> [Письменное задание A] Что Лондонский симфонический оркестр с большим трудом нашел, согласно отрывку о композиторах?
> [Письменное задание B] Выпишите из отрывка о композиторах все названия организаций и городов.
> [Письменное задание C] Воспроизведите фрагмент отрывка о композиторах, начиная со слов «Карьеры для композитора» и продолжая до слов «просмотреть его целиком.» включительно.

==== Выбранный отрывок ====

Карьеры для композитора на Западе больше нет. Новую музыку играть негде и не для кого. Незнакомое имя в афише моментально снижает рейтинг концерта. Лондонский симфонический оркестр с большим трудом нашел спонсора, чтобы раз в год заказывать новое сочинение. И это при том, что British Music Information Centre насчитывает тысячи британских композиторов. Дойдя в каталоге до D, приходится отказаться от попытки просмотреть его целиком.
Сегодня в продаже миллионы компакт-дисков. Но их некому покупать. Недавно мне позвонил один молодой человек, который проработал у нас все лето в каком-то отеле, чтобы накопить денег и выпустить CD с музыкой своего отца, композитора из Душанбе. Он экономил каждый фунт и, видимо, питался одним картоном. Это большая жертва, но мне пришлось с болью в сердце объяснить ему, что он не найдет покупателей. Рынок необъятный, как космос. И такой насыщенный, что каждая новая запись — просто капля в этом океане.

==== Собранные данные ====

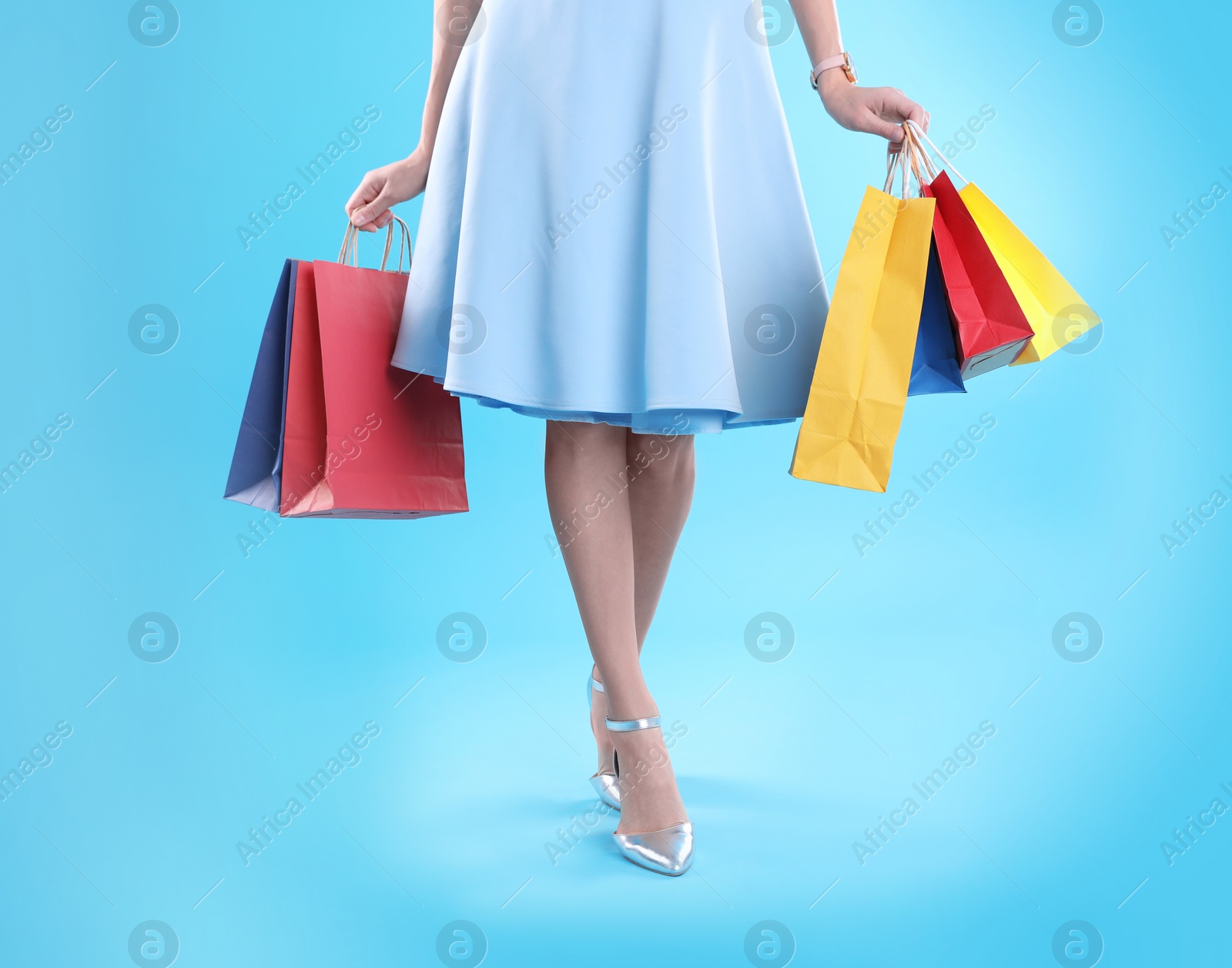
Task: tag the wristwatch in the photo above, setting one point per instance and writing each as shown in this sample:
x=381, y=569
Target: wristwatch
x=838, y=61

====

> [Правильный ответ A] Спонсора, чтобы раз в год заказывать новое сочинение.

> [Правильный ответ B] Лондонский симфонический оркестр, British Music Information Centre, Душанбе

> [Правильный ответ C]
Карьеры для композитора на Западе больше нет. Новую музыку играть негде и не для кого. Незнакомое имя в афише моментально снижает рейтинг концерта. Лондонский симфонический оркестр с большим трудом нашел спонсора, чтобы раз в год заказывать новое сочинение. И это при том, что British Music Information Centre насчитывает тысячи британских композиторов. Дойдя в каталоге до D, приходится отказаться от попытки просмотреть его целиком.